* **Texto proporcionado**
════════════════

Morro y oreja

 

Era una mañana de un día cualquiera, eso sí, era día de semana. Salir los fines de semana ya no es la única opción que tengo para disfrutar a mi aire. ¡Alguna ventaja tiene que tener ser una desempleada de la clase apestada (una de esas a las que ya ni contratan para que les hagan el trabajo que haría una persona más joven, ahorrándose una parte muy importante del coste salarial)! No porque la pinta ya es de abuela… ABUELA.

Repito, una mañana cualquiera decidimos subirnos al coche y visitar ciudades cercanas (aclaro que actualmente resido en una preciosa ciudad costera de Galicia, la que no quiero nombrar porque, si lo hago y cuento sus excelsitudes, no tardaríamos en sufrir una invasión de foráneos y nuestro pequeño paraíso perdería su encanto).

Emprendimos rumbo al interior. Unos 100 km de carretera evitando circular por las vías de dos o más carriles. Más que nada porque esas sirven para llegar, no para ir. Un viaje comienza cuando cierras la puerta de casa. A partir de ahí has de sacarle el jugo a cada segundo y a cada paso que des, por eso es más importante ir que llegar.

Como ciudad del interior gallego que se precie de serlo, en pleno mes de septiembre el calor debe ser asfixiante y así fue, no nos sorprendió con una mañana fresca y agradable, no. A pesar de ello cumplimos y recorrimos sus calles cual un guiri más, palmo a palmo, con una botella de agua en la mano y la cámara de fotos colgada al cuello. Cámara que no iba solo de adorno, no. Cuando revisamos las fotos habíamos hecho más de 300. Y entre ellas echamos en falta algunas que, por aquello de respetar la privacidad, no nos atrevimos a tomar. Estoy segura de que nos arrepentiremos toda la vida de no haberlas hecho.

Recorrimos calles, callejuelas, plazas y plazuelas. En una de estas últimas, después de tomar una docena de fotos a ventanas, galerías, blasones, portalones y más objetivos demasiado tentadores como para dejarlos para otro día, decidimos sentarnos en alguna terraza a tomar una cerveza y escuchar con atención la lista que te recitan como si fuera el menú del día, para que elijas que bocado  te obsequiarán como parte sólida de tu consumición.

════════════════

* **Ejercicio propuesto 1**
Filtra las filas y copia cada línea que contenga la cadena "screen". Se distingue entre mayúsculas y minúsculas.
El texto y las filas provienen de fuentes distintas.

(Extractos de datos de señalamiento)
════════════════

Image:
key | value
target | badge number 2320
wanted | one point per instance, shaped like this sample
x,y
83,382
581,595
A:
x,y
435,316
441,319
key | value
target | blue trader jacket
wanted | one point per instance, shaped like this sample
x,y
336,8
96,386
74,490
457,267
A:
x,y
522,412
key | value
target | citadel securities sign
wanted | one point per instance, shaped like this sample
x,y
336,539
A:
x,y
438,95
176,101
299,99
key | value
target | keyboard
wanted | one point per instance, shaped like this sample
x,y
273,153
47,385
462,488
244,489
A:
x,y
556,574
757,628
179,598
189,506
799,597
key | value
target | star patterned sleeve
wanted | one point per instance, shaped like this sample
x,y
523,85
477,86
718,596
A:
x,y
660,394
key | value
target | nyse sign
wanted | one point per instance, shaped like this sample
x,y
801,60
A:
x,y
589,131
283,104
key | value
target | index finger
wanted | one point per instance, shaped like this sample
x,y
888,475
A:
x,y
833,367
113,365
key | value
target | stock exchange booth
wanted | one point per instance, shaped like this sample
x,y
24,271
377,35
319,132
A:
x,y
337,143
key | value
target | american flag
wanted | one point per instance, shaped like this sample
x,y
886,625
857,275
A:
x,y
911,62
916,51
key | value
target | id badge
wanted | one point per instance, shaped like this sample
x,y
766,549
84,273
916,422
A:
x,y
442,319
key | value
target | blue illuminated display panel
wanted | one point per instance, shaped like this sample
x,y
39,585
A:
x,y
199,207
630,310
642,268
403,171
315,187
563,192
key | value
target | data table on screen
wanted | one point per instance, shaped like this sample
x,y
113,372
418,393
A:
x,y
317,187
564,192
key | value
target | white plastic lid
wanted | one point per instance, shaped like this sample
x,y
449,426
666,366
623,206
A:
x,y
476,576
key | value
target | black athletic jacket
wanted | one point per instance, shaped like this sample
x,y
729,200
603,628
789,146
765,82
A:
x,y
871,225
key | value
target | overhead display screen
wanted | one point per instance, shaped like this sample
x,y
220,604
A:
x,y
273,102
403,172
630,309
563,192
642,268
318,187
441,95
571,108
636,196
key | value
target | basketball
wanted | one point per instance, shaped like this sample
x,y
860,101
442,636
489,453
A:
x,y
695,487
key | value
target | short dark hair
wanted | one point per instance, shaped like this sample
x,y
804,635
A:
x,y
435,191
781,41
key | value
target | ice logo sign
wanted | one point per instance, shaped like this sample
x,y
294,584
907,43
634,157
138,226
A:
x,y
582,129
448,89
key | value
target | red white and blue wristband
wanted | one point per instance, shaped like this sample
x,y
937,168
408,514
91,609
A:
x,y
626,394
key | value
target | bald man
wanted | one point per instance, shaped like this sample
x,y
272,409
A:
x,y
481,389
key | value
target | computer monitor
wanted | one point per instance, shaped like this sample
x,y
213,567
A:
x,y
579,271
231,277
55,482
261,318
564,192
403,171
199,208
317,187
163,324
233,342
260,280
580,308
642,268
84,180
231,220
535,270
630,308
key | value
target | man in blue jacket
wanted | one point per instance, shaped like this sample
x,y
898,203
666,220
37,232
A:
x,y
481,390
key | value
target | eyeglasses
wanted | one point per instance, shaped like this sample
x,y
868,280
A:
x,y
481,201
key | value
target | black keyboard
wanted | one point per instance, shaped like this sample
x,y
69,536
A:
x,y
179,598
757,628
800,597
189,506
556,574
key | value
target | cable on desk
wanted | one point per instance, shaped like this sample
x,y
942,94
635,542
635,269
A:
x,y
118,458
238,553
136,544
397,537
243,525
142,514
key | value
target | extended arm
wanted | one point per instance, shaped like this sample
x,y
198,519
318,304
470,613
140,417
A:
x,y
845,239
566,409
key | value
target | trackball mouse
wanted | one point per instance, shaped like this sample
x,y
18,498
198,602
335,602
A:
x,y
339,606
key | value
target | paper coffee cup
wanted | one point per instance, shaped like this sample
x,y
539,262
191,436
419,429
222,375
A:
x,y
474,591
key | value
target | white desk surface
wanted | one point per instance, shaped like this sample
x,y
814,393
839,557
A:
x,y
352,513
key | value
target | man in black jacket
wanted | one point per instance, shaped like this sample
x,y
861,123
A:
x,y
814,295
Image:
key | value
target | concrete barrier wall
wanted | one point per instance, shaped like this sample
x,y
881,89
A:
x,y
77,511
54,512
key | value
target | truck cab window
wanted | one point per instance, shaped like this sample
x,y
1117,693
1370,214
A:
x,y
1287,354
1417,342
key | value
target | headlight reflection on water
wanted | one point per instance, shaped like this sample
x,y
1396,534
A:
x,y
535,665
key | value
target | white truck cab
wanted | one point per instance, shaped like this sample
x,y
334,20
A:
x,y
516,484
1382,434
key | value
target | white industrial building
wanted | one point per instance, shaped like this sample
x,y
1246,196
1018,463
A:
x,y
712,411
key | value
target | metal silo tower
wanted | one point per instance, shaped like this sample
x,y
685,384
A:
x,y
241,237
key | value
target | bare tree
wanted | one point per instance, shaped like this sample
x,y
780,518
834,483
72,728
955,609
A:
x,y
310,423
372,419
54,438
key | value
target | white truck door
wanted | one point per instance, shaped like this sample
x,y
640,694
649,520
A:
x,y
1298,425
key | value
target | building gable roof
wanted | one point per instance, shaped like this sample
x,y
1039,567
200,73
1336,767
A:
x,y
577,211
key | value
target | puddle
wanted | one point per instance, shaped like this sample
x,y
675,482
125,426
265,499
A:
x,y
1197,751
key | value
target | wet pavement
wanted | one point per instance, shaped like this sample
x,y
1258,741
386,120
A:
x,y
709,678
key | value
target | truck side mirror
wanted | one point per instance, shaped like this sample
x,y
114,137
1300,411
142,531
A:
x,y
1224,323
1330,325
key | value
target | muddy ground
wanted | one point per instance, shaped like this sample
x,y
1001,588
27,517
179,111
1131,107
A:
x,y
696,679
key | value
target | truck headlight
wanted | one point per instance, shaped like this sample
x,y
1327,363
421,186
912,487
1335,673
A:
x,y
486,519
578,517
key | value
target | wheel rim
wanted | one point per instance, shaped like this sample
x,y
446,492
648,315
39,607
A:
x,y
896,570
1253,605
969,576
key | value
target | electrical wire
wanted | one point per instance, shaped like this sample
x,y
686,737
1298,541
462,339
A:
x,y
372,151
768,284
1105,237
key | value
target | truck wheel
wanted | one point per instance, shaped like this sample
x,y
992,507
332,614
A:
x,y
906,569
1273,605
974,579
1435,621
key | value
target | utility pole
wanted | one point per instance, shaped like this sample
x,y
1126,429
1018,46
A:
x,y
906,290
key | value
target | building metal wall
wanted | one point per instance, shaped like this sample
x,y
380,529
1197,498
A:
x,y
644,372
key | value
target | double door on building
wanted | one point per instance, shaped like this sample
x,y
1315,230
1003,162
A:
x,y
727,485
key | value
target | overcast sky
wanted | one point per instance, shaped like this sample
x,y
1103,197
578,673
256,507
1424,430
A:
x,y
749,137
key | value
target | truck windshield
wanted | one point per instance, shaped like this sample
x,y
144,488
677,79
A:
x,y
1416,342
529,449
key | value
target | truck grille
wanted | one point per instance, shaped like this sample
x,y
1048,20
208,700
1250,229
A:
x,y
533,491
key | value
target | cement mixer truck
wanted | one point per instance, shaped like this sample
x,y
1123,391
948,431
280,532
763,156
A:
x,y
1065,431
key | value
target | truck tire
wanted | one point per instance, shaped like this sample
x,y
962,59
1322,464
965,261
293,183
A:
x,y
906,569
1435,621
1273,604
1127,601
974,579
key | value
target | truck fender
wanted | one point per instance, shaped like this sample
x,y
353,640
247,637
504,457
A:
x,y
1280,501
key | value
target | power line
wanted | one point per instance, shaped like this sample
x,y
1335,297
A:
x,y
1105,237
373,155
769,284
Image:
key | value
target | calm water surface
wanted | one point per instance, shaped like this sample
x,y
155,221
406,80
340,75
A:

════════════════

* **Ejercicio propuesto 2**
En el relato «Morro y oreja», ¿por qué evitaron circular por las vías de dos o más carriles? Responde en una a tres oraciones.

* **Resultado final 1**
target | data table on screen
target | overhead display screen

* **Resultado final 2**
Porque esas vías sirven para llegar, no para ir. El viaje empieza al cerrar la puerta de casa y hay que sacarle el jugo a cada segundo y a cada paso, ya que es más importante ir que llegar.